▸ **Texto proporcionado**
+++

Un año electoral es necesariamente un período cargado de emociones, estrategias, pasiones y acciones.
Es lógico que así sea.
Pero lo que está en juego es demasiado importante. Los países que son ejemplo de algo en el mundo generalmente destacan por algunas características bien singulares.
Algunas son de origen, como haber sido bendecidos con recursos naturales o buena ubicación geográfica, y otras son adquiridas, como por ejemplo la capacidad de comprender y entender el mundo en cuestiones tan básicas como el funcionamiento geopolítico, económico, y social. Podrán influir la cultura específica, las tradiciones particulares, incluso la fe que se ha profesado en cada territorio, o si se fue imperio o colonia, pero entiendo que existe un elemento fundamental que a esta altura de la historia cruza a todas las civilizaciones por igual. Y este es la capacidad de pensar.
Una sociedad que sabe pensar es capaz de entenderse a sí misma, y por sobre todas las cosas es capaz de proyectar un futuro. Que no es lo mismo que planificar. Porque en una proyección se sabe que hay contingencias que ameritan muchas veces corregir el rumbo, o adaptar el barco a los imprevistos de la derrota.
Por otra parte la planificación es algo rígido, donde normalmente, lo que se intenta es forzar la realidad a cumplir con ella. Y esa realidad generada a la fuerza invariablemente implota por algún lado. Es por esto que la capacidad de pensar, de razonar, debe ser revalorizada por la sociedad. Y esta puesta a punto debe comenzar desde lo más básico, desde el germen mismo de una sociedad funcional: el individuo y la familia.

+++

▸ **Datos mostrados**
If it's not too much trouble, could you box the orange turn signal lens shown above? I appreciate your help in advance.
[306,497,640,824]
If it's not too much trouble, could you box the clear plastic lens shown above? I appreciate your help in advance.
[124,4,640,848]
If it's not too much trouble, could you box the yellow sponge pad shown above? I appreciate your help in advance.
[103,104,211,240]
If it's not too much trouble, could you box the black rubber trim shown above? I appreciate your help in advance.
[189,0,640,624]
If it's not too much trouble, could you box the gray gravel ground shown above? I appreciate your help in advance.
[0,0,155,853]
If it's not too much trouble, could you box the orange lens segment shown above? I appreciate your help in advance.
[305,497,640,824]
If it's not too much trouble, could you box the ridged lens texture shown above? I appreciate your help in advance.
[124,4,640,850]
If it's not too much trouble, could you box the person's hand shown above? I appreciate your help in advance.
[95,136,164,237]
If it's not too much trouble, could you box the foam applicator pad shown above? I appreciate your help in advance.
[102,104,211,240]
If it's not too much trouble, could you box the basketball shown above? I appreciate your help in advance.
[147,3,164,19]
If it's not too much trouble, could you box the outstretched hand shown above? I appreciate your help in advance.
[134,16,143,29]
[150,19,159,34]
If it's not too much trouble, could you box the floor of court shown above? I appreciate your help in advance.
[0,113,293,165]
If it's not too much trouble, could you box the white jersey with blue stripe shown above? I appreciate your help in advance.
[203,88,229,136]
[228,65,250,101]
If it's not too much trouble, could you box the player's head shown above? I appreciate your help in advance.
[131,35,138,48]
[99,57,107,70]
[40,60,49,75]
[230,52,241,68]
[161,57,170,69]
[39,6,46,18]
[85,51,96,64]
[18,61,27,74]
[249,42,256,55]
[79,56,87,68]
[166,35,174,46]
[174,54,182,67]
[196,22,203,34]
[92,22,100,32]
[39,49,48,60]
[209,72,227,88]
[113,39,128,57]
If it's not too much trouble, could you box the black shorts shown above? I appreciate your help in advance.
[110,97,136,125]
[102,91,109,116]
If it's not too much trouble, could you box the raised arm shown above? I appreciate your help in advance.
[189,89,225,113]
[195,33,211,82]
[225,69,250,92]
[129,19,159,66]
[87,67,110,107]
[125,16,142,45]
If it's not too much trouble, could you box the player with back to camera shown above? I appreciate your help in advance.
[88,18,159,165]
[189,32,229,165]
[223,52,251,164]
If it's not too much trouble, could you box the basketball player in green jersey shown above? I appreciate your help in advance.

+++

▸ **Descripción de tarea**
Retoma el texto sobre la capacidad de pensar en un año electoral y continúalo a partir de su última oración.

▸ **Resolución de tarea**
¿Cómo podemos esperar que una sociedad piense bien cuando un día tras otro distintos actores insisten en la emotividad o la pasión como valores principales? Las emociones y pasiones están muy bien. Son parte de lo que nos hace ser personas. Pero muchas veces están sobrevaluadas.
Sobre todo a la hora de pensar en el bienestar general y las cuestiones públicas.
Los orientales enfrentamos con éxito el drama de la pandemia por nuestra cohesión social, por nuestra solidaridad, pero fundamentalmente porque fuimos capaces de pensar qué era lo más conveniente. Pusimos primero el pensamiento, y en segundo lugar la emoción.
Hoy, cuando encaramos la próxima contienda electoral y sus decisiones conexas, también deberíamos entender que cada cinco años lo que se disputa no es un evento deportivo donde cada uno sacude su camiseta, sino que cada elección es un hito, una perla más de una cadena de eventos que van construyendo nuestra historia, y delineando nuestro futuro.
Es fundamental encarar esto a conciencia, no como un partido de suma cero entre liberales y voluntaristas. No como un duelo de las ya anquilosadas izquierda y derecha que todos sabemos en Uruguay no existen como tales.
Debemos enfrentar el desafío de este año como una sociedad madura, como una justa entre caballeros que solo pretenden el bien común.
Solo así demostraremos nuevamente a la región y al mundo ser una sociedad que merece su reconocimiento. Por pensar, y por no tener nuestro raciocinio averiado.